## start ENTRIES PROVIDED

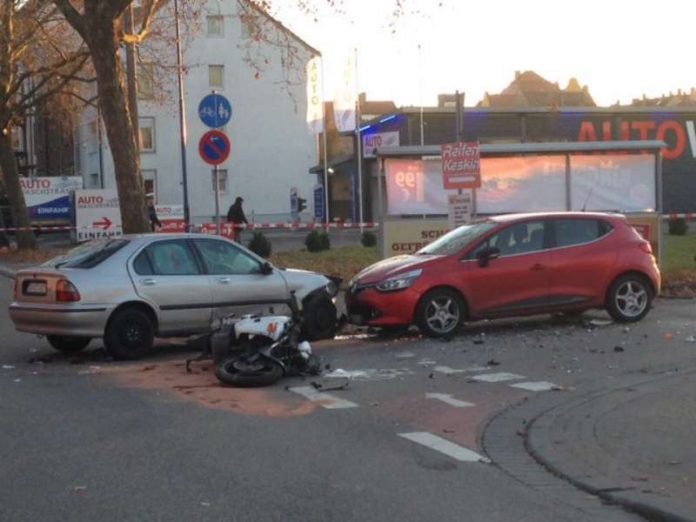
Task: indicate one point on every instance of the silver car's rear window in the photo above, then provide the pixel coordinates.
(87, 255)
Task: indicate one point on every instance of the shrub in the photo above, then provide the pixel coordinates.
(678, 227)
(317, 240)
(368, 239)
(260, 245)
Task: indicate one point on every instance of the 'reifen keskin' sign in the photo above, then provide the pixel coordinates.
(461, 165)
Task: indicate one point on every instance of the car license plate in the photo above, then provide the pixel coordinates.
(35, 288)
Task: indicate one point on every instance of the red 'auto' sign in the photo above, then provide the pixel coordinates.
(461, 165)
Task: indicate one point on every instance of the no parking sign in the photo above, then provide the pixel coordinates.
(214, 147)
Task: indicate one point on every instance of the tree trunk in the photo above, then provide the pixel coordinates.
(104, 48)
(15, 196)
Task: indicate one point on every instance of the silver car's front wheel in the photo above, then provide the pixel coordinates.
(440, 312)
(629, 298)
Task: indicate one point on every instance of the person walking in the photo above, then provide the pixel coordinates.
(235, 215)
(152, 212)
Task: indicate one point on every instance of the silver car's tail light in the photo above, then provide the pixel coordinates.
(66, 292)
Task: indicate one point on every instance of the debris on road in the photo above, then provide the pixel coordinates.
(320, 387)
(601, 322)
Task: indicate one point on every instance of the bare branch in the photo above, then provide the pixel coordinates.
(72, 15)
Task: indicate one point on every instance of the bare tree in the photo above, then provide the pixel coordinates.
(39, 57)
(99, 23)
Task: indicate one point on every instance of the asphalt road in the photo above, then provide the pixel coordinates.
(88, 439)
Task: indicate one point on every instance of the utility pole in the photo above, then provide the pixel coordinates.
(182, 117)
(131, 75)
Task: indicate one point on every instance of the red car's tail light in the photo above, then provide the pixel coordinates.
(645, 247)
(66, 292)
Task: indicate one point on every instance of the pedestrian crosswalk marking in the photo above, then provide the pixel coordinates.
(444, 446)
(535, 386)
(326, 400)
(448, 399)
(497, 377)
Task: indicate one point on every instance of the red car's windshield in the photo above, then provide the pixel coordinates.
(457, 239)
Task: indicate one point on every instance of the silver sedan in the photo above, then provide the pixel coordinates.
(132, 289)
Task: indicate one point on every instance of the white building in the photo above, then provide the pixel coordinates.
(235, 49)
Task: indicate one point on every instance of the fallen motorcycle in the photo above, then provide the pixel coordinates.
(265, 349)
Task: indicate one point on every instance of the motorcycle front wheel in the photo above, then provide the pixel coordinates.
(247, 372)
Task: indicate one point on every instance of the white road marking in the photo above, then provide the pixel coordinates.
(369, 374)
(450, 449)
(535, 386)
(327, 400)
(497, 377)
(452, 371)
(448, 399)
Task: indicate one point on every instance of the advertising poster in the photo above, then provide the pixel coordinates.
(97, 214)
(48, 198)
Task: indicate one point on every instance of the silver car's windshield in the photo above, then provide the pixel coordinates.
(87, 255)
(457, 239)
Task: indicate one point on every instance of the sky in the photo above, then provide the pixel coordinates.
(620, 49)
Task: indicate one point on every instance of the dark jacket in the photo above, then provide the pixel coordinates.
(152, 215)
(236, 214)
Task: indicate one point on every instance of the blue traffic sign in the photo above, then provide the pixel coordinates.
(214, 147)
(319, 202)
(215, 110)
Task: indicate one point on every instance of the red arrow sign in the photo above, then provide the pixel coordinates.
(105, 223)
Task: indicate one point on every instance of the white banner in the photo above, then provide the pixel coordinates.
(97, 214)
(602, 182)
(315, 112)
(379, 139)
(346, 98)
(459, 209)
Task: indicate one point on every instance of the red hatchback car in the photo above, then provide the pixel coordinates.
(511, 265)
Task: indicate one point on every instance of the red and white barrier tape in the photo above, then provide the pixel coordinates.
(208, 227)
(688, 216)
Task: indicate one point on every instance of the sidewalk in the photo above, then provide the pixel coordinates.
(632, 446)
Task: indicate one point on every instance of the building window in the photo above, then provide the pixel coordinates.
(146, 128)
(150, 182)
(216, 25)
(146, 81)
(215, 76)
(222, 180)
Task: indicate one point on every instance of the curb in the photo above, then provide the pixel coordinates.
(536, 446)
(8, 272)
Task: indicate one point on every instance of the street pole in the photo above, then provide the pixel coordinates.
(359, 143)
(182, 118)
(327, 219)
(216, 178)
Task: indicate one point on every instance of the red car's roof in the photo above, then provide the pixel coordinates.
(505, 218)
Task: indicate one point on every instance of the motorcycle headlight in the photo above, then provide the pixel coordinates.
(399, 282)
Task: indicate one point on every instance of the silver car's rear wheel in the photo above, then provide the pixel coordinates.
(629, 298)
(440, 312)
(67, 343)
(129, 334)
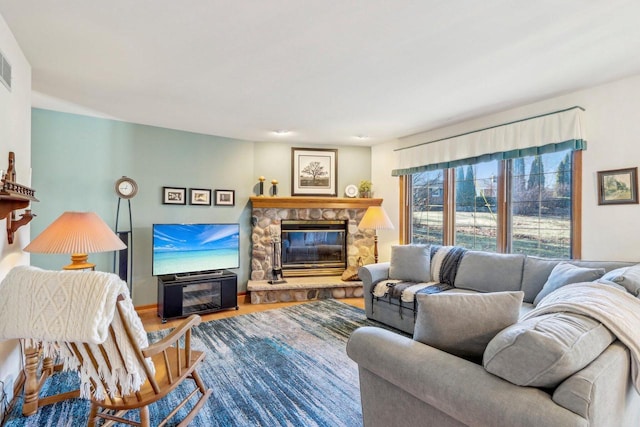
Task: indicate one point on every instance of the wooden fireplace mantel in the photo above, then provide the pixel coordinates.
(313, 202)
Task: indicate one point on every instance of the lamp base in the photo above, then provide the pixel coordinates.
(79, 262)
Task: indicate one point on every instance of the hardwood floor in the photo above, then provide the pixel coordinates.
(152, 322)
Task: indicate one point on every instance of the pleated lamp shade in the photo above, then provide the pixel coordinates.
(377, 219)
(78, 234)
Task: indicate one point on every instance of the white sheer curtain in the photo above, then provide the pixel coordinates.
(545, 133)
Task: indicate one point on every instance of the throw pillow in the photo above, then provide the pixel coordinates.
(543, 351)
(565, 274)
(628, 277)
(464, 323)
(410, 263)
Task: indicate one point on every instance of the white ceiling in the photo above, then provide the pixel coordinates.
(326, 70)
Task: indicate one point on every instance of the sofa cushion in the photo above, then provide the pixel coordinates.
(410, 263)
(490, 272)
(464, 323)
(628, 277)
(565, 274)
(535, 274)
(544, 350)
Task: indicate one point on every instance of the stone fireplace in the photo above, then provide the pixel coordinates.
(269, 213)
(313, 248)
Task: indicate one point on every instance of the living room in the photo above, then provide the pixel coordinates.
(72, 156)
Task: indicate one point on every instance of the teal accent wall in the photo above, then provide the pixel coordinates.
(77, 159)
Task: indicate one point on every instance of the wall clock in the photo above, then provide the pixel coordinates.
(126, 188)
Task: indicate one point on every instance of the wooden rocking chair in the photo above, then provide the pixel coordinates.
(174, 362)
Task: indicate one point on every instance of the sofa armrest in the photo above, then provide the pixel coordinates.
(459, 388)
(371, 274)
(603, 391)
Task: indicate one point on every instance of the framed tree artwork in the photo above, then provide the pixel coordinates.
(314, 172)
(619, 186)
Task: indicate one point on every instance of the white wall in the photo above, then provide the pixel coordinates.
(612, 128)
(15, 135)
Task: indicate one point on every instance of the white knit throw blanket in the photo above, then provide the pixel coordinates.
(616, 309)
(60, 307)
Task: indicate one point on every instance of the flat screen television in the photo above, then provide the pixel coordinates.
(195, 248)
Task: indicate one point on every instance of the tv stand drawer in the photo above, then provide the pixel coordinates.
(197, 294)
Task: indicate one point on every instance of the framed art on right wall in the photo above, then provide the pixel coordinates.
(617, 187)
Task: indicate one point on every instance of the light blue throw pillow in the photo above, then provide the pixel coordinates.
(410, 263)
(565, 274)
(627, 277)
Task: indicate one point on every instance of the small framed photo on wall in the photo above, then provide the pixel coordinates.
(174, 196)
(617, 187)
(200, 196)
(225, 198)
(314, 172)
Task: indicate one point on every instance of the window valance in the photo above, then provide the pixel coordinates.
(560, 130)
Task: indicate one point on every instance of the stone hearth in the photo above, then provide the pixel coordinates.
(267, 214)
(303, 289)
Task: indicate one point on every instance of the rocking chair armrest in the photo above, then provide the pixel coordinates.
(173, 337)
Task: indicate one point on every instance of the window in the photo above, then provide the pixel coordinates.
(523, 205)
(427, 199)
(541, 193)
(476, 218)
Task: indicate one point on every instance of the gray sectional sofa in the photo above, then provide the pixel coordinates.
(406, 382)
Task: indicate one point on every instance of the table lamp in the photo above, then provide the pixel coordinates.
(78, 234)
(377, 219)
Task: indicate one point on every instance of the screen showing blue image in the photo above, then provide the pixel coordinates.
(188, 248)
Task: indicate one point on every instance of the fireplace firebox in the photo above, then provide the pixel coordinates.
(313, 248)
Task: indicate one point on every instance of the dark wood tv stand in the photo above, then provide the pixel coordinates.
(196, 293)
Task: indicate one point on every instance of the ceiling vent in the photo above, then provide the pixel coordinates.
(5, 71)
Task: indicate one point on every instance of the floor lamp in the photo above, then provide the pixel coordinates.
(78, 234)
(375, 218)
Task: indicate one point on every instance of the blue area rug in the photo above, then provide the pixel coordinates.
(282, 367)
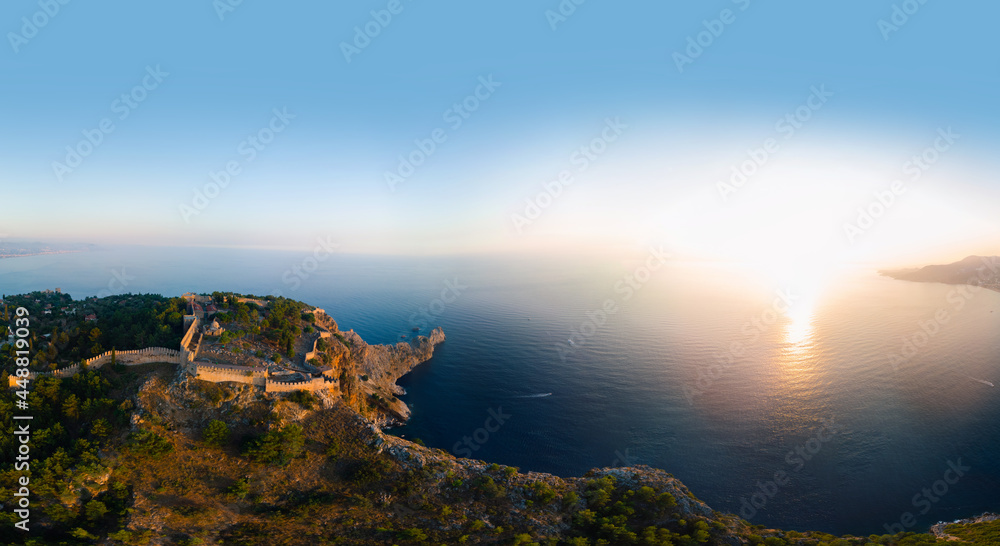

## end ENTRIES PROVIDED

WORK REQUIRED
Count the lines in the records above that contain the word "wooden", and give only that number.

ANSWER TO THE EXERCISE
2